__To do__:
Return each record shown below exactly, with none omitted.

__Provided information__:
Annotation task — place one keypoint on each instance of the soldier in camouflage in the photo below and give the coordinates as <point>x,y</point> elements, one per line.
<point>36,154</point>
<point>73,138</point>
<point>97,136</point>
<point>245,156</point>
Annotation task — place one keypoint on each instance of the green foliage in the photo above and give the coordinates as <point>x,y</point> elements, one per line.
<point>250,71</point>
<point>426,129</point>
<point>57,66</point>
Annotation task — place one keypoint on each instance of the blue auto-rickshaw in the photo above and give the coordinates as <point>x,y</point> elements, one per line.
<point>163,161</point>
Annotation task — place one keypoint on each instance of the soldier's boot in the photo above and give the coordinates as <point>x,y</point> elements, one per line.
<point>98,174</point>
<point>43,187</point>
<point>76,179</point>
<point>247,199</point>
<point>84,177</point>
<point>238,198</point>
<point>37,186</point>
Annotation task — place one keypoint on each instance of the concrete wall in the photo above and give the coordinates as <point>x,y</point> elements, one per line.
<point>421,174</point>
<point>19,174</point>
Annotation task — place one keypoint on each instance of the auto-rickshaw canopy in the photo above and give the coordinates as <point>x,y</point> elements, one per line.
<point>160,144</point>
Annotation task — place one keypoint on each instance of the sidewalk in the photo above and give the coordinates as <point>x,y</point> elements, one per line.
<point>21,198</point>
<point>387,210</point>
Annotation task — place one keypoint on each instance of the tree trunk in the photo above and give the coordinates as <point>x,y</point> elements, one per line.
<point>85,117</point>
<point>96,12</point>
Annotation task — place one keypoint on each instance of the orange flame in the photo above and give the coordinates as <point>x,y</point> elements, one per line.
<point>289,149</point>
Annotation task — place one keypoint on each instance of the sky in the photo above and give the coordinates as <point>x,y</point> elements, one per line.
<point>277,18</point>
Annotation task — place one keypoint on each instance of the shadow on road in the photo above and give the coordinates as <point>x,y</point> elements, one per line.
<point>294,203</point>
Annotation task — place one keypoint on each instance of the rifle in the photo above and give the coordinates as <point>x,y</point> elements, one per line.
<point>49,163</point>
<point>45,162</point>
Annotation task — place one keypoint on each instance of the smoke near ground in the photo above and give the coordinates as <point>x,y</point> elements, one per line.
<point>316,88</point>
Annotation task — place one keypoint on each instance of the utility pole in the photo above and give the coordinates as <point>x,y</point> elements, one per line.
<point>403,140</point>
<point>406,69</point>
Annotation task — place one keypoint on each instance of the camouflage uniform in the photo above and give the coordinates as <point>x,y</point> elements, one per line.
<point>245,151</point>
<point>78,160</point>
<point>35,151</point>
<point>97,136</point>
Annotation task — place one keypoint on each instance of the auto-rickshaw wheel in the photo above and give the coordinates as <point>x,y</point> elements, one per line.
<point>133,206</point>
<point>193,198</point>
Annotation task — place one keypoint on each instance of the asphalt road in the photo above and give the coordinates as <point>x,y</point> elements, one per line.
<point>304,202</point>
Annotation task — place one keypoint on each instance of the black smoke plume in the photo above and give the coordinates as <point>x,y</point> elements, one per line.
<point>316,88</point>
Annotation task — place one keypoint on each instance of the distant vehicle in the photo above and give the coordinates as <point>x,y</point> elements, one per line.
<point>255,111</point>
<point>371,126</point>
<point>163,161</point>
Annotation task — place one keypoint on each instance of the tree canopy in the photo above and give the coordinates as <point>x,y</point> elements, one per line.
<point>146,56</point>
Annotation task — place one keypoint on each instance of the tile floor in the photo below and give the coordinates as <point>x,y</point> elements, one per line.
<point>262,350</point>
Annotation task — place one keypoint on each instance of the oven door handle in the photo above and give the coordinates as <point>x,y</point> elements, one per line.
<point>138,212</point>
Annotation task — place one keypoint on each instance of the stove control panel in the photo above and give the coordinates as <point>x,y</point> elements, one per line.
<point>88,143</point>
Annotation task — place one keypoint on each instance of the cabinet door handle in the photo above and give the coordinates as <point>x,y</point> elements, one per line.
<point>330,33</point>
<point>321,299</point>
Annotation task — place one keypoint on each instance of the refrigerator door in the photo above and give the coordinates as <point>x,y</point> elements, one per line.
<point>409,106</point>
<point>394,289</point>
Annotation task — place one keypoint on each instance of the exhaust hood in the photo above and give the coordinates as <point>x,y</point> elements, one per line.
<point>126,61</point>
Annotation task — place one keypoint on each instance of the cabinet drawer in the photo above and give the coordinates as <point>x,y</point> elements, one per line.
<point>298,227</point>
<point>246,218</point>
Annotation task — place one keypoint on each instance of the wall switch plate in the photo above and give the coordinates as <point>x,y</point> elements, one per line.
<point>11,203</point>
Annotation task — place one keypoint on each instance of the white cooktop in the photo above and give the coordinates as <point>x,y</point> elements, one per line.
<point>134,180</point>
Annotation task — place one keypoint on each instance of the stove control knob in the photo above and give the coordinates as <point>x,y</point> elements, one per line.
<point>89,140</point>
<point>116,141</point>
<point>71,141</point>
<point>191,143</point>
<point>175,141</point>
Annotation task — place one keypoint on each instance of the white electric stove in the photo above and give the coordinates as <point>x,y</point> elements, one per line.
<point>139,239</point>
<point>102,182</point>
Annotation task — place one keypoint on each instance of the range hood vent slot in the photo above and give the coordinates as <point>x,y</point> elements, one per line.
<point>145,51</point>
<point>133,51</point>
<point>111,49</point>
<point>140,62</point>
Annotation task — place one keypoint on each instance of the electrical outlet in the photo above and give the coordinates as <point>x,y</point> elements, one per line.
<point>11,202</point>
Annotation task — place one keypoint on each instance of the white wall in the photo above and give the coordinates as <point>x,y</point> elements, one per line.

__Solution to this exercise__:
Annotation task — place one keypoint on each instance of the soldier in camouflage in the photo below and give the coordinates as <point>x,y</point> elements, one per line.
<point>36,154</point>
<point>73,138</point>
<point>97,136</point>
<point>245,156</point>
Annotation task — place one keypoint on each instance of the green foliage in the photo above and give the coordinates as <point>x,y</point> elements, one per line.
<point>250,71</point>
<point>426,129</point>
<point>57,66</point>
Annotation task — place one keypoint on each instance of the blue auto-rickshaw in the photo above and give the coordinates as <point>x,y</point> elements, one per line.
<point>163,161</point>
Annotation task — place one keypoint on each instance of the soldier's boot in the photo above and give the coordinates as <point>x,y</point> elements, one per line.
<point>98,174</point>
<point>43,187</point>
<point>76,179</point>
<point>247,199</point>
<point>84,177</point>
<point>238,198</point>
<point>37,186</point>
Annotation task — place one keypoint on each instance of the concrete wall in the photo above and give the coordinates as <point>x,y</point> elements, one per line.
<point>421,174</point>
<point>19,174</point>
Annotation task — place one keypoint on each instance of the auto-rickshaw canopy in the photo above and give the coordinates as <point>x,y</point> elements, one per line.
<point>160,144</point>
Annotation task — place one keypoint on each instance of the sidewalk in the photo above and give the coordinates as <point>x,y</point> elements, one per line.
<point>21,198</point>
<point>387,210</point>
Annotation task — place one keypoint on each instance of the tree trunk in the photo above and give the coordinates as <point>x,y</point> elements, one per line.
<point>85,117</point>
<point>96,12</point>
Annotation task — place one keypoint on each instance of the orange flame in the photo above and give the coordinates as <point>x,y</point> elements, one per line.
<point>289,149</point>
Annotation task — place one keypoint on each instance of the sky in the photo above and give the coordinates as <point>x,y</point> elements, one per line.
<point>277,18</point>
Annotation task — place one keypoint on each instance of the shadow on road in the photo above and give the coordinates as <point>x,y</point> elements, one per line.
<point>294,203</point>
Annotation task — place one keypoint on each instance of the rifle in the photo above and give the coordinates as <point>x,y</point> elements, one per line.
<point>49,163</point>
<point>45,162</point>
Annotation task — place one keypoint on each instance of the smoke near ground in the photo above and give the coordinates as <point>x,y</point> elements, one per line.
<point>316,88</point>
Annotation task — place one keypoint on each instance of the utility pole in the photo above and give the coordinates as <point>x,y</point> elements, one per line.
<point>403,140</point>
<point>406,69</point>
Annotation task — place one keypoint on each instance of the camouflage uniform in the photo above and give the coordinates as <point>x,y</point> elements, one per line.
<point>245,151</point>
<point>78,160</point>
<point>35,151</point>
<point>97,136</point>
Annotation task — place one keypoint on each instance of the auto-rickshaw wheel in the photo above and give the coordinates as <point>x,y</point> elements, one per line.
<point>133,206</point>
<point>193,198</point>
Annotation task — place one keypoint on each instance of the asphalt road in the photo above and give the coordinates as <point>x,y</point> elements, one per line.
<point>304,202</point>
Annotation task — place one keypoint on each instance of the black smoke plume in the photo above and give the coordinates as <point>x,y</point> elements, one per line.
<point>316,88</point>
Annotation task — place one keypoint on each instance of the distant vehicle in the photo above and give the coordinates as <point>x,y</point> elements, one per line.
<point>255,111</point>
<point>371,126</point>
<point>163,161</point>
Annotation task — place one keypoint on each instance of the tree canopy in the photo above and give the coordinates as <point>x,y</point> elements, one per line.
<point>146,56</point>
Annotation task — place one keypoint on each instance of the tile floor in the photo below and give the coordinates as <point>x,y</point> elements, one per line.
<point>262,350</point>
Annotation task — place one keypoint on each instance of the oven door handle in the photo above and give the coordinates as <point>x,y</point> elements, one per line.
<point>138,212</point>
Annotation task — place one keypoint on each instance of the stove control panel in the photo above and give the coordinates as <point>x,y</point> elements, one per line.
<point>88,143</point>
Annotation task — place one keypoint on each instance of the cabinet door handle in the photo above and give the coordinates as <point>x,y</point> elements, one per line.
<point>330,33</point>
<point>321,299</point>
Annotation task — place one keypoint on each instance of the refrigerator door in the photo above and give the coordinates as <point>x,y</point> elements, one per line.
<point>409,106</point>
<point>394,289</point>
Annotation task — place one keypoint on each instance of the exhaust hood in the photo above and give the coordinates as <point>x,y</point> elements, one per line.
<point>126,61</point>
Annotation task — place one keypoint on each instance of the cabinet drawer in the photo above and give the coordinates as <point>x,y</point> elements, one per line.
<point>298,227</point>
<point>246,218</point>
Annotation task — place one keypoint on each instance of the wall switch plate in the photo above and give the coordinates as <point>x,y</point> elements, one per line.
<point>11,203</point>
Annotation task — place one keypoint on each instance of the white cooktop in the photo above and give the coordinates as <point>x,y</point> elements, one per line.
<point>134,180</point>
Annotation task — place one keypoint on each instance of the stove control knob in the photo above and give the coordinates as <point>x,y</point> elements, one per line.
<point>89,140</point>
<point>116,141</point>
<point>71,141</point>
<point>191,143</point>
<point>175,141</point>
Annotation task — place one keypoint on each instance of the white electric stove in the photo above and give the coordinates as <point>x,y</point> elements, one per line.
<point>139,239</point>
<point>102,182</point>
Annotation task — place one keypoint on each instance of the range hood vent slot in the photo above and give the coordinates as <point>x,y</point> elements, one per line.
<point>145,51</point>
<point>133,51</point>
<point>111,49</point>
<point>140,62</point>
Annotation task — place one keypoint on each instance of the electrical outlet in the photo above and give the coordinates as <point>x,y</point> elements, one per line.
<point>11,202</point>
Annotation task — place one keypoint on each instance of the white wall in the photo above and give the coordinates as <point>x,y</point> elements, one per line.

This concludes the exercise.